▶ TASK PROMPT
Sort through the data and copy the lines holding the word "green".

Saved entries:

^^^^^^^^^^^^^^^^

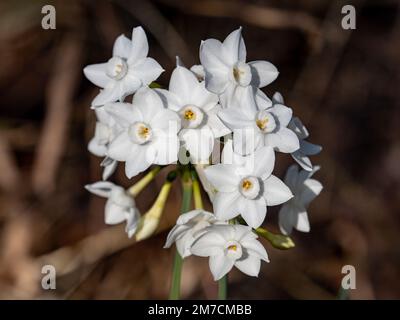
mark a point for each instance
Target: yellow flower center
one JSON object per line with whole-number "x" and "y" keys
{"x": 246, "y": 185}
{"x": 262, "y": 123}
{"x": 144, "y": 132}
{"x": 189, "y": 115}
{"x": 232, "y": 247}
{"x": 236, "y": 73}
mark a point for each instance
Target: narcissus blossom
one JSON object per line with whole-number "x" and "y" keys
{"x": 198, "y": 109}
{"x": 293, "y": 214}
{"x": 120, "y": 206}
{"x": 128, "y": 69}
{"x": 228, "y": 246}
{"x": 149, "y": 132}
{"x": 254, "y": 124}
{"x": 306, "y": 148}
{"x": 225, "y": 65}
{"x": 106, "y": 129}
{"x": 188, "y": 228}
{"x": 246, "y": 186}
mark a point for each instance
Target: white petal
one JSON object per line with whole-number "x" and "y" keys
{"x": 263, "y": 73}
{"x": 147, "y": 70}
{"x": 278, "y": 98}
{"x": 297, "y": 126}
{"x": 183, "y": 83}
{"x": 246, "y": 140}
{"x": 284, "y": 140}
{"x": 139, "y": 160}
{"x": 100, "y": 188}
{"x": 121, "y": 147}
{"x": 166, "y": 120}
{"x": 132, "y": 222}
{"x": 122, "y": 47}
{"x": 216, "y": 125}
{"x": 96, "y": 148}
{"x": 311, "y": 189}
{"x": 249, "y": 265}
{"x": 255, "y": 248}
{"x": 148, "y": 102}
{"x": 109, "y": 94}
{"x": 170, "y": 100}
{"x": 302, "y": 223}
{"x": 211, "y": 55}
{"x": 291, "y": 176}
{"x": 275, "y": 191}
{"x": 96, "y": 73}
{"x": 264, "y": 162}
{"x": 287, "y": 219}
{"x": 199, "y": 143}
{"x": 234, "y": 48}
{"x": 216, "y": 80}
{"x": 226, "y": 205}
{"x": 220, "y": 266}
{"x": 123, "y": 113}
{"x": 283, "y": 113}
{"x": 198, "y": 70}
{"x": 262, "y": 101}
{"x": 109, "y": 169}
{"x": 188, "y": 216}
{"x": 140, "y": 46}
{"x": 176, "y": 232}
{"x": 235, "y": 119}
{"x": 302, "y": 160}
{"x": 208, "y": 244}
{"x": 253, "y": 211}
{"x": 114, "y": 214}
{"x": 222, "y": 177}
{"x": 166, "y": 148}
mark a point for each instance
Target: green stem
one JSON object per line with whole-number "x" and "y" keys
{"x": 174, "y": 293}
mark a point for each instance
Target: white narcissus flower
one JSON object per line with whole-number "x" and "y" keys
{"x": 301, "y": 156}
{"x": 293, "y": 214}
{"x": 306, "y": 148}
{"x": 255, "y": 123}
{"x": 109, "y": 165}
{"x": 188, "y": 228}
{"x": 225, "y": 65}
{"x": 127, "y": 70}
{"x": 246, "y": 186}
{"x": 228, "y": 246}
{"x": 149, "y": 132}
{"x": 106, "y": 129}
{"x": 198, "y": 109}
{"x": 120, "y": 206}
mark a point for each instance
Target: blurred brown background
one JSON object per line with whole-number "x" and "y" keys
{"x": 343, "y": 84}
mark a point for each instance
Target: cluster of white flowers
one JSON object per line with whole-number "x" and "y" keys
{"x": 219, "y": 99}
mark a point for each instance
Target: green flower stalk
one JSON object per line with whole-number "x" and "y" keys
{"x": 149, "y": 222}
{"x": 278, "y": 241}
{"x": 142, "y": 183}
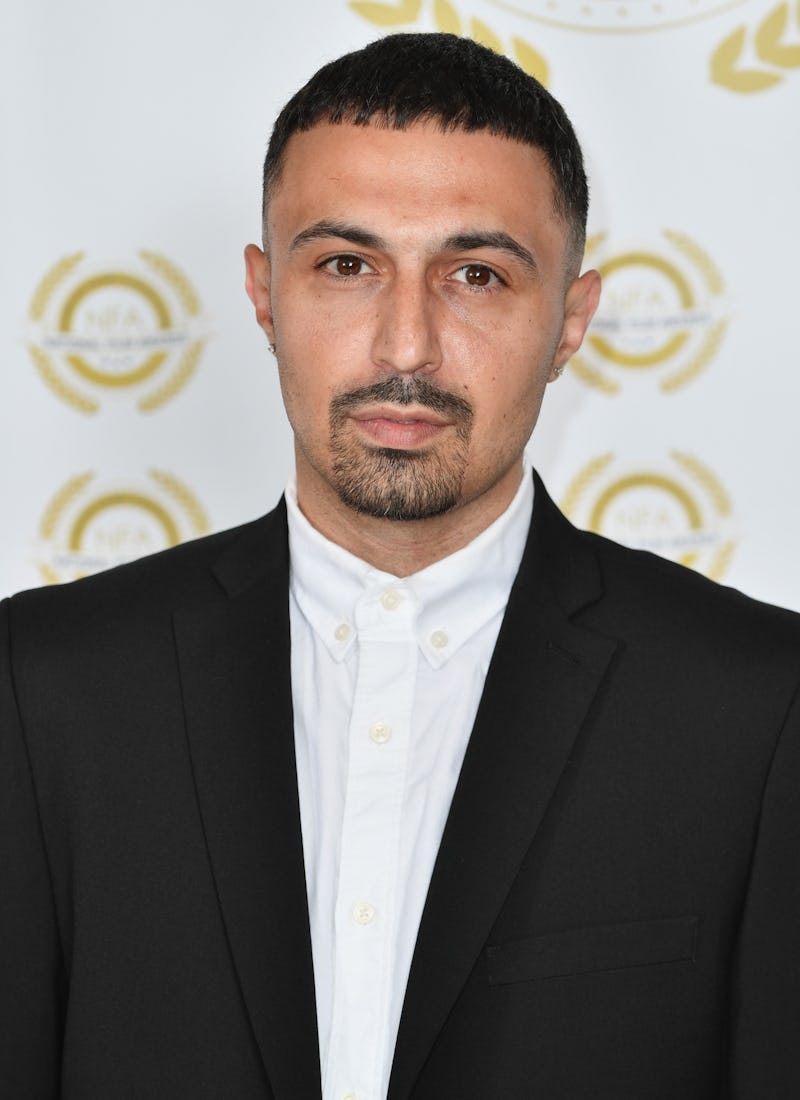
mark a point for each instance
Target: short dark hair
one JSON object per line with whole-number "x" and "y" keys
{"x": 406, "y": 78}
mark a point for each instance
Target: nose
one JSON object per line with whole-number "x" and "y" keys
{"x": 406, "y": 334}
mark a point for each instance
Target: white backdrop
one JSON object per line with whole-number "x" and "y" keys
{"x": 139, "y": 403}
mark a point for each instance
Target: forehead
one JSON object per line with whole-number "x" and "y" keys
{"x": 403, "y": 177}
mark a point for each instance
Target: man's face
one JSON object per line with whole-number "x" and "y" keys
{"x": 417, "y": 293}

^^^^^^^^^^^^^^^^

▶ RESPONSE
Target: green stem
Target: green flower stalk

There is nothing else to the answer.